(Entries from an annotation dataset)
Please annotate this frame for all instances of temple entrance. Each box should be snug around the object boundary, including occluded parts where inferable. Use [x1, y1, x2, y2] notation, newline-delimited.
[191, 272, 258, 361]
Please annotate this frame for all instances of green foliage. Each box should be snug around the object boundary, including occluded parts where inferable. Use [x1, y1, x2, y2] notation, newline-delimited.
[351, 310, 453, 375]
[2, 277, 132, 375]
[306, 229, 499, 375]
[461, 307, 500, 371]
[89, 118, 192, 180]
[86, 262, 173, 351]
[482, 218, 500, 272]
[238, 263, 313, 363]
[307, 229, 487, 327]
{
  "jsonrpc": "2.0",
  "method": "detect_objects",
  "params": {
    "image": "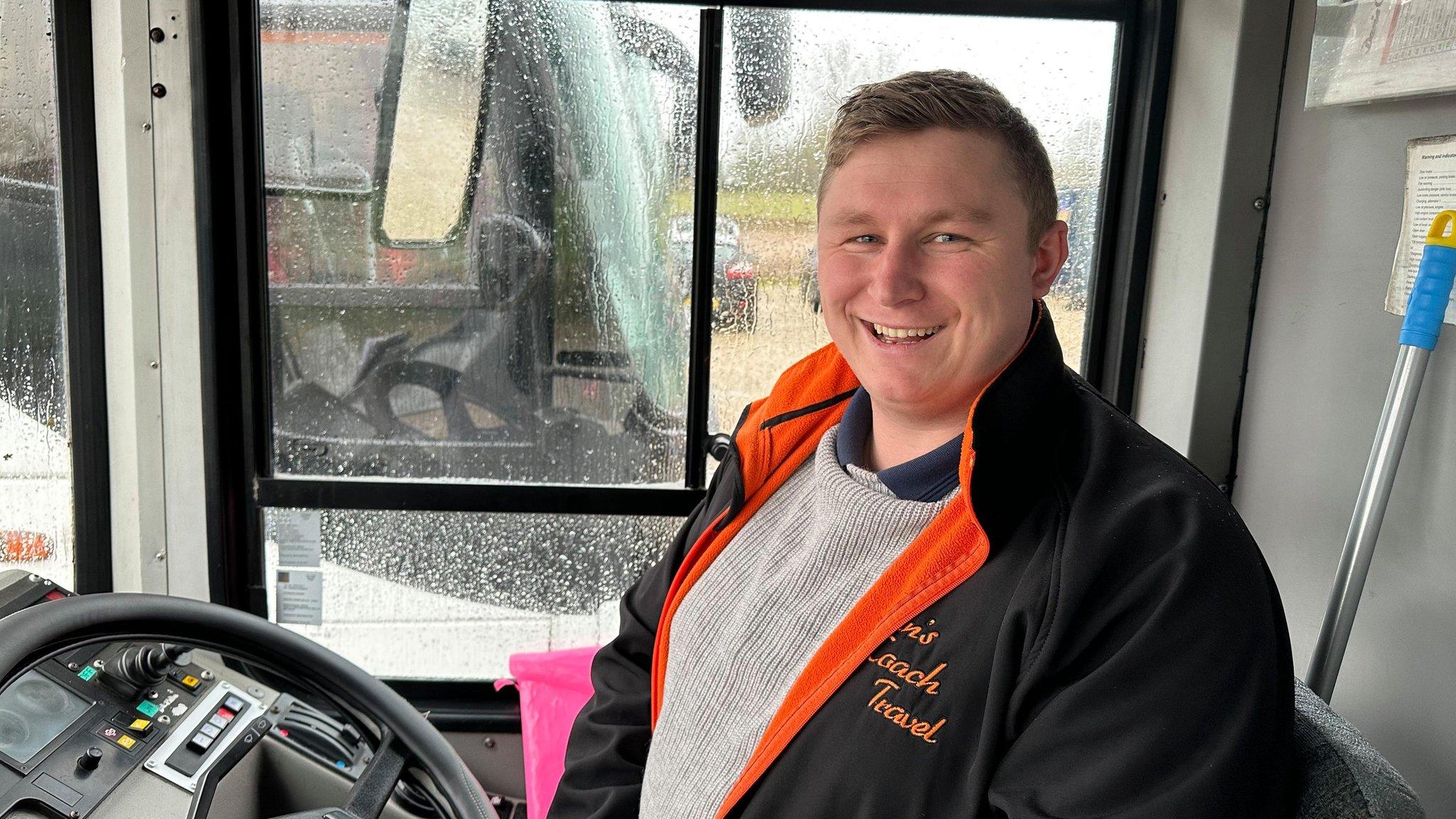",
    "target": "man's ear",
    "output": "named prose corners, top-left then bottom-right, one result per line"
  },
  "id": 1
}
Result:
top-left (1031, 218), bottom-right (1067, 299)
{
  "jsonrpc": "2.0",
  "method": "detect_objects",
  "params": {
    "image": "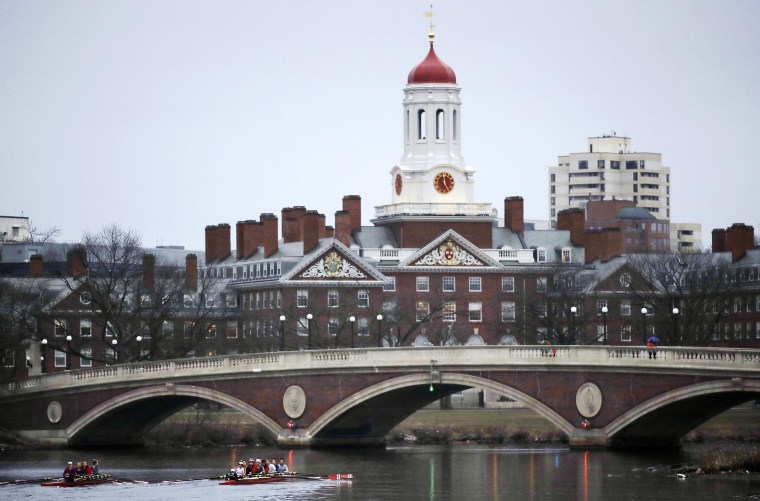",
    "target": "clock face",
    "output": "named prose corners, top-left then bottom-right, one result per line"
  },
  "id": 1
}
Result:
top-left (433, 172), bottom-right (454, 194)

...

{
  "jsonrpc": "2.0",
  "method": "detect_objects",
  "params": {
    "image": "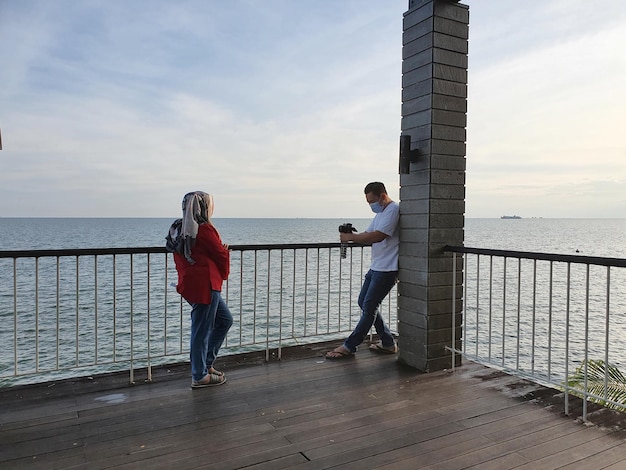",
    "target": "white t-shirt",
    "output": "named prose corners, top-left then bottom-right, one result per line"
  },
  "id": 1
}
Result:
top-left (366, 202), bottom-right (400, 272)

• **REQUIRED WORK**
Copy the lines above verbatim, from the line with "Please annotate this frame for all instances of temple" to the line with "[191, 272, 258, 361]", including both of those lines.

• **EXERCISE RESPONSE**
Please annotate this frame for all instances of temple entrance. Each box should be snug around the object boundary, including occluded parts where inferable. Use [x1, y1, x2, y2] notation, newline-delimited.
[191, 272, 258, 361]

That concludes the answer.